[Prompt] Please set down the records exactly, keeping every line.

[Available data]
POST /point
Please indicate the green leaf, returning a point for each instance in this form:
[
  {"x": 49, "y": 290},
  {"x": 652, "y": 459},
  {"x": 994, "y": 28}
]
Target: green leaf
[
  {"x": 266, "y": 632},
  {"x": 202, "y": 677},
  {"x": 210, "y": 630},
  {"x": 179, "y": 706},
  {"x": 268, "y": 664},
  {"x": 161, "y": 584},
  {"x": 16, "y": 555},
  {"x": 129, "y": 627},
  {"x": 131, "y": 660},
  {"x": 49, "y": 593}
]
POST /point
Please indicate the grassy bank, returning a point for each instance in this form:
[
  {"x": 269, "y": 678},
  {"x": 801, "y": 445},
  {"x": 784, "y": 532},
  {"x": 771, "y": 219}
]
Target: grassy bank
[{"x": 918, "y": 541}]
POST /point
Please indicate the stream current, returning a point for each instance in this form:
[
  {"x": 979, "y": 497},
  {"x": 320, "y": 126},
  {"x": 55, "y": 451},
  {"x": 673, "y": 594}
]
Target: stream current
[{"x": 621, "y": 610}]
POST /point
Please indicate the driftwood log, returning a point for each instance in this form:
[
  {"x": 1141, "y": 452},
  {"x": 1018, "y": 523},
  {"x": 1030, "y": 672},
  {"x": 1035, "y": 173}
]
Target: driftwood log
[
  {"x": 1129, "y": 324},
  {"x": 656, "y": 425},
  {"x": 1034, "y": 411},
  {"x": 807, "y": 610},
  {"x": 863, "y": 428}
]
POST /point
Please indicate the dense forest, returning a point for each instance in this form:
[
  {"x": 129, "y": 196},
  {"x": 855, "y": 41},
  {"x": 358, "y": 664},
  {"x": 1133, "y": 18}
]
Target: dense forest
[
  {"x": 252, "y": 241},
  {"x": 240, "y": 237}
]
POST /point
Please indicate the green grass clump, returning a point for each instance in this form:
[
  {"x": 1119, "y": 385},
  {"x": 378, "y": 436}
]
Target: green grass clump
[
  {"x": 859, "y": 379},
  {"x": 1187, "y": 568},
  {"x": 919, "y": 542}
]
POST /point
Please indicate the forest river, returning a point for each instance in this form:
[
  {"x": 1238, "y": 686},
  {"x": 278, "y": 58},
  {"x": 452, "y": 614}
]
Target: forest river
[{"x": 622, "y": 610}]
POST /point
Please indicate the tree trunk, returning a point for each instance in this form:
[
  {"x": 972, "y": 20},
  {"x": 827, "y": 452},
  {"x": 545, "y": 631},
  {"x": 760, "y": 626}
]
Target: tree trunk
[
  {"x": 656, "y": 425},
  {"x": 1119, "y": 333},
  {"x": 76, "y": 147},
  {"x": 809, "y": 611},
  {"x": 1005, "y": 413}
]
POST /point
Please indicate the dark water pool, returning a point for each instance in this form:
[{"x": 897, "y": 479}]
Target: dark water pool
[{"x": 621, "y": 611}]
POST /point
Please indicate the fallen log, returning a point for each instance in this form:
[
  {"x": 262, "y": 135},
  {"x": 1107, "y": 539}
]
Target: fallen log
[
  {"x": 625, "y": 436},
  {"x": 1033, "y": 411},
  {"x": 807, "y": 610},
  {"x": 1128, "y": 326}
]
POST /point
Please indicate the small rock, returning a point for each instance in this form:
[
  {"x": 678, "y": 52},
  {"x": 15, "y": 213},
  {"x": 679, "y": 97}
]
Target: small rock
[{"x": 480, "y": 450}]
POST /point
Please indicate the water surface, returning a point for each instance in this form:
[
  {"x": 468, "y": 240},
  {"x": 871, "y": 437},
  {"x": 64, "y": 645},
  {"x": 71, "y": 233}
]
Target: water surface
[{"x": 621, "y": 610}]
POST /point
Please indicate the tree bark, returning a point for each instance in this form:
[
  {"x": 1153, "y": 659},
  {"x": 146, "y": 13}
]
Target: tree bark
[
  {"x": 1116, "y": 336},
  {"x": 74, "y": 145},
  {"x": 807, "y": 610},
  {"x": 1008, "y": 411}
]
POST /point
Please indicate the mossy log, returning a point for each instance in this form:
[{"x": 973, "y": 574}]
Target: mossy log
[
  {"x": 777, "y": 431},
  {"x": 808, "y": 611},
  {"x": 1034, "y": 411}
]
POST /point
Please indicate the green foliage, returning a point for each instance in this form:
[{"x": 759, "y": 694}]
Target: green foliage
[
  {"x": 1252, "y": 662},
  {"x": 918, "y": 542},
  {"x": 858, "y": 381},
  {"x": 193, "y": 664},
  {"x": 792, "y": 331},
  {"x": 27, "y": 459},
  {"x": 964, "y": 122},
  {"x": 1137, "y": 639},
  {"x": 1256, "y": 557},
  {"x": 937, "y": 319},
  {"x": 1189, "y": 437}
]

[Answer to the exercise]
POST /point
Please indicate the green leaf, returning a point for each instance in this form:
[
  {"x": 49, "y": 290},
  {"x": 652, "y": 459},
  {"x": 994, "y": 28}
]
Target: green leaf
[
  {"x": 266, "y": 632},
  {"x": 202, "y": 677},
  {"x": 210, "y": 630},
  {"x": 179, "y": 706},
  {"x": 268, "y": 664},
  {"x": 161, "y": 584},
  {"x": 16, "y": 555},
  {"x": 129, "y": 627},
  {"x": 131, "y": 660},
  {"x": 49, "y": 593}
]
POST /point
Please indicate the grassy bank, returning a point for each instance in this form:
[
  {"x": 269, "y": 678},
  {"x": 801, "y": 445},
  {"x": 784, "y": 532},
  {"x": 771, "y": 219}
]
Target: grassy bank
[{"x": 918, "y": 541}]
POST /point
Please indicate the stream current, returning a point for each instance in this form:
[
  {"x": 979, "y": 497},
  {"x": 320, "y": 126},
  {"x": 55, "y": 451},
  {"x": 673, "y": 594}
]
Target: stream current
[{"x": 621, "y": 610}]
POST /point
Please indicate the driftwood log, returning a point for each instance in this form:
[
  {"x": 1141, "y": 452},
  {"x": 1018, "y": 523},
  {"x": 1030, "y": 672},
  {"x": 1035, "y": 173}
]
Target: driftwood log
[
  {"x": 1129, "y": 324},
  {"x": 656, "y": 425},
  {"x": 1034, "y": 411},
  {"x": 807, "y": 610},
  {"x": 863, "y": 428}
]
POST /point
Please indicate the dense forest, returning a point for each instance in this form:
[
  {"x": 129, "y": 196},
  {"x": 855, "y": 41},
  {"x": 358, "y": 664},
  {"x": 1133, "y": 18}
]
Target: dense forest
[
  {"x": 252, "y": 241},
  {"x": 240, "y": 237}
]
POST /point
Please indicate the green grass clump, returning a point for each instance in this form:
[
  {"x": 1119, "y": 385},
  {"x": 378, "y": 436}
]
Target: green grass clump
[
  {"x": 859, "y": 379},
  {"x": 1187, "y": 568},
  {"x": 919, "y": 542}
]
POST /point
Please indicate the forest river, returning a point for each instance in this form:
[
  {"x": 1238, "y": 686},
  {"x": 278, "y": 58},
  {"x": 452, "y": 614}
]
Target: forest river
[{"x": 622, "y": 610}]
POST /point
Please indicate the tree trunk, returning a point for each instance in this form:
[
  {"x": 972, "y": 20},
  {"x": 827, "y": 452},
  {"x": 545, "y": 631},
  {"x": 760, "y": 626}
]
Target: tree trunk
[
  {"x": 656, "y": 425},
  {"x": 1119, "y": 333},
  {"x": 76, "y": 147},
  {"x": 809, "y": 611},
  {"x": 1005, "y": 413}
]
POST /point
Please indicate the dark water pool, returning a point for each instance in this form:
[{"x": 897, "y": 479}]
Target: dark water pool
[{"x": 621, "y": 611}]
POST /point
Please indicate the fallen log, returning a point for each instance in this form:
[
  {"x": 262, "y": 135},
  {"x": 1107, "y": 539}
]
Target: fallen log
[
  {"x": 625, "y": 436},
  {"x": 1033, "y": 411},
  {"x": 807, "y": 610},
  {"x": 1128, "y": 326}
]
POST /point
Please indicate the small rock, returning a point for each instance in this form:
[
  {"x": 678, "y": 52},
  {"x": 15, "y": 213},
  {"x": 679, "y": 97}
]
Target: small rock
[{"x": 480, "y": 450}]
POST /point
Please indicate the water surface, returning a point for each instance in this form:
[
  {"x": 468, "y": 240},
  {"x": 871, "y": 437},
  {"x": 64, "y": 645},
  {"x": 71, "y": 233}
]
Target: water surface
[{"x": 621, "y": 610}]
POST /point
Please indicate the tree bark, returning a point for each instance in this form:
[
  {"x": 1153, "y": 659},
  {"x": 146, "y": 13}
]
Target: tree bark
[
  {"x": 1116, "y": 336},
  {"x": 74, "y": 145},
  {"x": 807, "y": 610},
  {"x": 1008, "y": 411}
]
POST /point
Please indicate the mossy log, returning a point for each instance in this form:
[{"x": 973, "y": 574}]
Target: mossy log
[
  {"x": 777, "y": 431},
  {"x": 808, "y": 611},
  {"x": 1034, "y": 411}
]
POST /point
Please indicate the green foliage, returning a point for each instance in this form:
[{"x": 759, "y": 694}]
Target: green foliage
[
  {"x": 1252, "y": 662},
  {"x": 918, "y": 542},
  {"x": 858, "y": 381},
  {"x": 193, "y": 664},
  {"x": 792, "y": 331},
  {"x": 27, "y": 459},
  {"x": 964, "y": 122},
  {"x": 1137, "y": 639},
  {"x": 1256, "y": 557},
  {"x": 937, "y": 319},
  {"x": 1189, "y": 437}
]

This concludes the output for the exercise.